-- TO DO --
Reproduce all entries below verbatim. Skip the pictures.

----

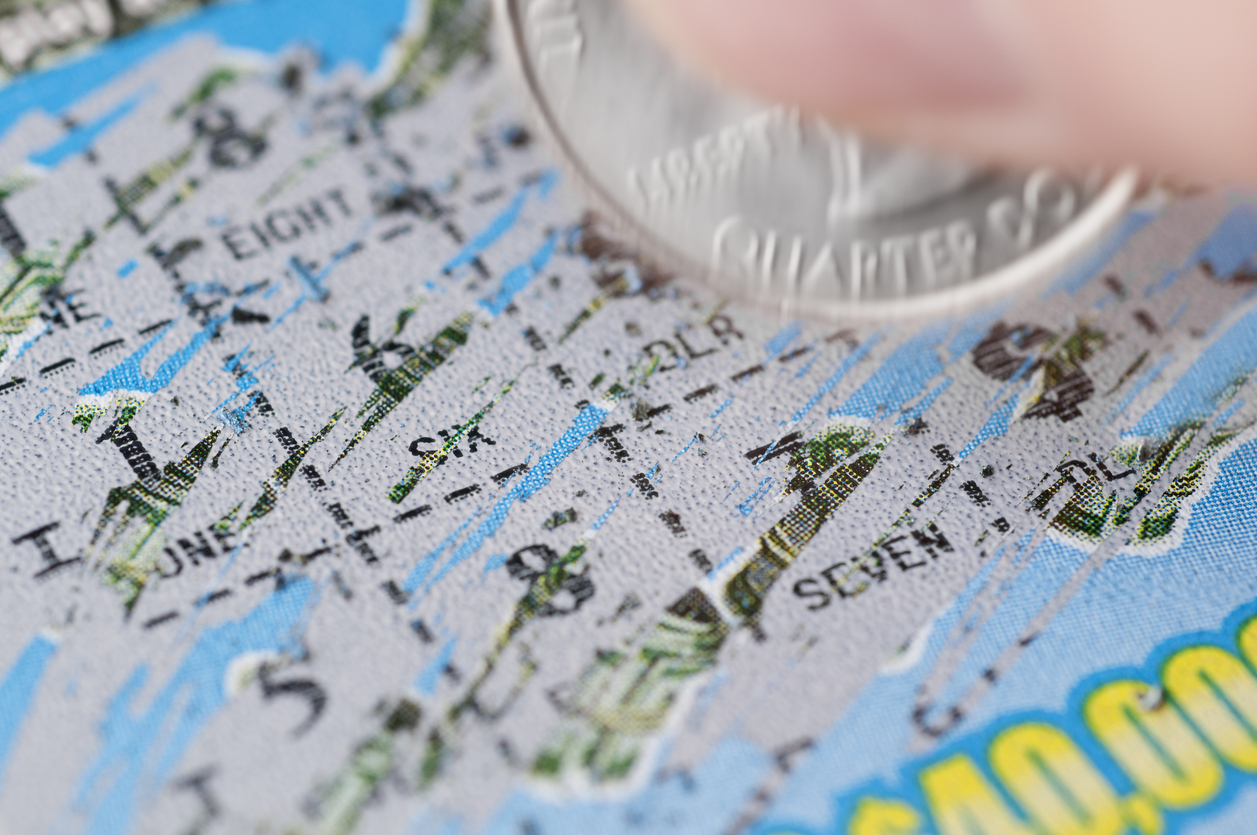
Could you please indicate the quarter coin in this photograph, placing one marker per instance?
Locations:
(778, 206)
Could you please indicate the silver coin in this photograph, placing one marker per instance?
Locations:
(778, 206)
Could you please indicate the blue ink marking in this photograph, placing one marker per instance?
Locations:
(82, 136)
(519, 277)
(499, 225)
(747, 507)
(1144, 380)
(140, 750)
(127, 375)
(18, 691)
(782, 338)
(923, 406)
(1229, 248)
(900, 377)
(425, 566)
(724, 564)
(263, 27)
(602, 519)
(1226, 362)
(1085, 270)
(538, 477)
(312, 286)
(994, 426)
(431, 674)
(844, 367)
(235, 418)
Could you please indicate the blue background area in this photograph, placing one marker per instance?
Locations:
(341, 30)
(1128, 610)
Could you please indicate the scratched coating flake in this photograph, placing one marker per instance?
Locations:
(360, 483)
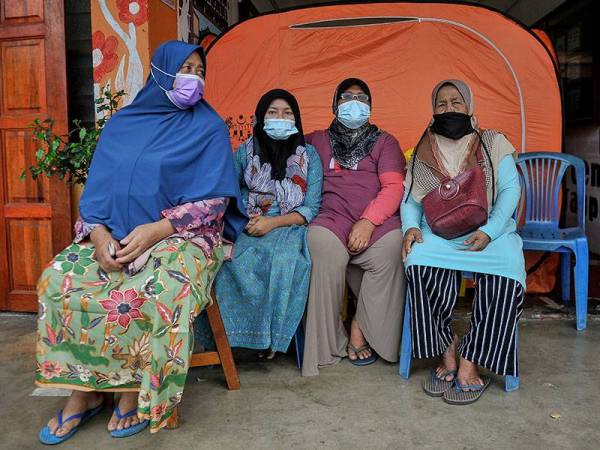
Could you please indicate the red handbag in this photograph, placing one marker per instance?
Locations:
(459, 206)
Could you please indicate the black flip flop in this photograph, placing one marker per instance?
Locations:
(435, 385)
(457, 395)
(362, 362)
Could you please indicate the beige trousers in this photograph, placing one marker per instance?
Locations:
(376, 277)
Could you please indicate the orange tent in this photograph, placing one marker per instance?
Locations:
(401, 50)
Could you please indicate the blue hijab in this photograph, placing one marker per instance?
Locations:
(153, 156)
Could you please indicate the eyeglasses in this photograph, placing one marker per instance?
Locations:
(346, 96)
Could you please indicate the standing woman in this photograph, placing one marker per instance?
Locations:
(356, 237)
(262, 292)
(454, 158)
(117, 305)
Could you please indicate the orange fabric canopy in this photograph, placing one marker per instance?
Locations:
(401, 50)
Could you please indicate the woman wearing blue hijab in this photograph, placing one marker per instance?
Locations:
(117, 306)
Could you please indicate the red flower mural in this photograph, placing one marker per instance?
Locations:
(135, 11)
(103, 54)
(123, 307)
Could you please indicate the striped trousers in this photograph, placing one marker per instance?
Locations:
(497, 306)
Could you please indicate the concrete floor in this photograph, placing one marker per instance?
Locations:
(346, 407)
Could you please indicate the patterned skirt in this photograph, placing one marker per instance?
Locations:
(100, 331)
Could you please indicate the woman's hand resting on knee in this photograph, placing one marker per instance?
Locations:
(103, 240)
(411, 236)
(477, 241)
(142, 238)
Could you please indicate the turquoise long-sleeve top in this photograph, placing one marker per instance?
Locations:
(504, 254)
(314, 182)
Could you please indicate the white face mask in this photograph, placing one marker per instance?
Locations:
(280, 129)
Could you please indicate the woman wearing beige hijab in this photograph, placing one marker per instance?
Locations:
(462, 190)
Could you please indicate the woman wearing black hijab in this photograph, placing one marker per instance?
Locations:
(262, 292)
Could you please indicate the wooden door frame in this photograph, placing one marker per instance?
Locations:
(52, 28)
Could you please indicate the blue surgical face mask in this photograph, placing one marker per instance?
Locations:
(280, 129)
(354, 114)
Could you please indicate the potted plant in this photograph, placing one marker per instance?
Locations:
(69, 156)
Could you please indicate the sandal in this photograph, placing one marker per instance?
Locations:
(130, 431)
(47, 437)
(459, 396)
(435, 385)
(362, 362)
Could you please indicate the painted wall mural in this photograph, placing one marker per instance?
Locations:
(120, 51)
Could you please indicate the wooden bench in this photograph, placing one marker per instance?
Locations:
(222, 356)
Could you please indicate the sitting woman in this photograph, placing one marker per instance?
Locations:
(116, 306)
(463, 188)
(262, 292)
(356, 236)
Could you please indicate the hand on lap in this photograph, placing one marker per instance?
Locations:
(411, 236)
(477, 241)
(103, 241)
(360, 235)
(142, 238)
(259, 225)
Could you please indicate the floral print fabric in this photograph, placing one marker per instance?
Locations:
(264, 191)
(114, 332)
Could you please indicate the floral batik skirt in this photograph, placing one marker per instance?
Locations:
(114, 332)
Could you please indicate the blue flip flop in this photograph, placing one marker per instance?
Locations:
(134, 429)
(362, 362)
(48, 438)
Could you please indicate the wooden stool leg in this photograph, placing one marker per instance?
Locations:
(223, 348)
(174, 420)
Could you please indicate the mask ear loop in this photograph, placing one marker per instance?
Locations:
(152, 66)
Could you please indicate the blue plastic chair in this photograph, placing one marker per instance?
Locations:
(542, 174)
(510, 383)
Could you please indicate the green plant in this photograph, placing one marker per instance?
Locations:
(70, 155)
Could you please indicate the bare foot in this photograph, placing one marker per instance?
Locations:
(468, 374)
(78, 402)
(357, 339)
(448, 362)
(127, 402)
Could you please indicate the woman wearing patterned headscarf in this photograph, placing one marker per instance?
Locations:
(455, 158)
(356, 237)
(262, 292)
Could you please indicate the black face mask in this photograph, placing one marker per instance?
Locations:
(452, 125)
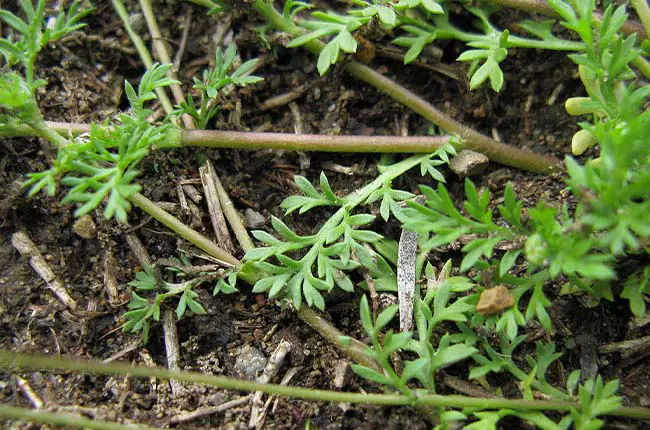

----

-- PROBLEM SOLUTION --
Could you please indicate the quarter coin in this photograph, placing one marker per instance?
Locations:
(778, 206)
Could you please indicate the silver coin in this photograph, placing one marker per instance?
Locations:
(778, 206)
Could you please indicate the blue ink marking in this photograph, placing one marker per instance?
Locations:
(82, 136)
(519, 277)
(499, 225)
(747, 507)
(1144, 380)
(140, 750)
(127, 375)
(18, 691)
(782, 338)
(923, 406)
(1229, 248)
(900, 377)
(425, 566)
(724, 564)
(263, 27)
(602, 519)
(1226, 362)
(1085, 270)
(538, 477)
(312, 286)
(994, 426)
(431, 674)
(844, 367)
(235, 418)
Could you please indicate the blue background area in this photograph, placing one marker per instance?
Locations:
(341, 30)
(1128, 610)
Could you please indicate the scratched coating flake in this photograph, placing one marker per instance?
Locations:
(360, 483)
Could you please indicate the red handbag in this photograph, placing one marker per instance?
Locations:
(459, 206)
Could you please indicate the black flip flop in this photograph, placing one marker per instance?
Locations:
(435, 385)
(457, 395)
(362, 362)
Could you please indicate the beige trousers in this photograph, placing one marker per instance?
Locations:
(376, 277)
Could you please indicate the orange tent in this photograph, placing one marker per instance?
Locations:
(401, 50)
Could you please indicate the blue hijab in this photograph, placing one marker per instance?
Locations:
(153, 156)
Could you please indicate the eyeglasses in this photograph, placing one marker per instance?
Locations:
(346, 96)
Could you please indicate the standing woman in this photograph, placing one marker per instance?
Locations:
(356, 237)
(262, 292)
(454, 158)
(117, 305)
Could you please indicate the orange fabric canopy in this photograph, placing one marker per instance?
Locations:
(401, 50)
Could you please indicate the woman wearing blue hijab in this photograph, placing one marker per instance?
Locations:
(117, 306)
Could you please indicate the red flower mural in this photograph, placing one marker per instance?
Locations:
(135, 11)
(103, 54)
(123, 307)
Could you please indicate the striped trousers in this photograph, placing one marker per instance?
Locations:
(497, 306)
Could you please indicate the concrete floor in this photograph, placing one marker per instance?
Locations:
(346, 407)
Could you please indicate the patterned skirt in this photograph, placing one marker per instance?
Locations:
(100, 331)
Could you please indicate the woman's hand resting on knee in this photograph, placing one marker per instance?
Locations:
(103, 240)
(411, 236)
(477, 241)
(142, 238)
Could you please indicate the turquoise long-sleeve top in this photograph, placing one marker per instance?
Locations:
(504, 254)
(314, 182)
Could you please indicate the white face mask in this photograph, placing one marker per instance?
Locations:
(280, 129)
Could you please indicate the woman wearing beige hijab in this photograph, placing one marker per instance?
Locations:
(462, 190)
Could you please indicate the woman wearing black hijab in this photograph, placing one marker per instance?
Locations:
(262, 292)
Could you please indicate the wooden door frame in this photograph, placing one marker per instance?
Locations:
(52, 28)
Could you please indicate the blue surgical face mask in this photograph, placing one marker per instance?
Locations:
(280, 129)
(354, 114)
Could you please indicate the potted plant in this photograph, placing one marker per instance?
Locations:
(69, 156)
Could you please indicate the sandal in this photograph, placing one marker per instance?
Locations:
(130, 431)
(47, 437)
(459, 396)
(435, 385)
(362, 362)
Could you please indicate the painted wall mural in this photograph, placing one marker per instance?
Locations:
(120, 51)
Could you please indicate the wooden bench in this photograph, placing one marker per instance?
Locations:
(222, 356)
Could you please indicate the sitting woman in this photograph, placing one marker per instance?
Locations:
(116, 306)
(463, 188)
(262, 292)
(356, 236)
Could you please indicate the hand on lap in this photograph, placing one marker per instance?
Locations:
(411, 236)
(477, 241)
(103, 241)
(360, 235)
(142, 238)
(259, 225)
Could you please indicate the floral print fabric in this photograph, placing one marker per instance?
Locations:
(264, 191)
(114, 332)
Could you please indicate the floral batik skirt in this photograph, placing one marker per instance?
Locations:
(114, 332)
Could you please indicate the blue flip flop in this photograph, placing one marker per instance?
Locations:
(134, 429)
(362, 362)
(48, 438)
Could you please indicate the wooden stool leg in this photograph, placing one marker per instance?
Locations:
(223, 348)
(174, 420)
Could you please indicate the mask ear loop in this photograph, placing one marker per instance?
Locations:
(152, 66)
Could you please indicate the blue plastic chair in this photograph, placing one marker per instance?
Locations:
(542, 174)
(510, 383)
Could you please indicate the green plant in this photograph, placing one marker per instance?
Locations:
(70, 155)
Could you please indicate the bare foot in this photograph, placing one marker per instance?
Locations:
(468, 374)
(78, 402)
(357, 339)
(448, 362)
(127, 402)
Could you please indicate the woman wearing patterned headscarf in this photograph, placing one marker per instance?
Locations:
(455, 158)
(356, 237)
(262, 292)
Could you please indicate the black face mask in this photograph, placing one marker per instance?
Locations:
(452, 125)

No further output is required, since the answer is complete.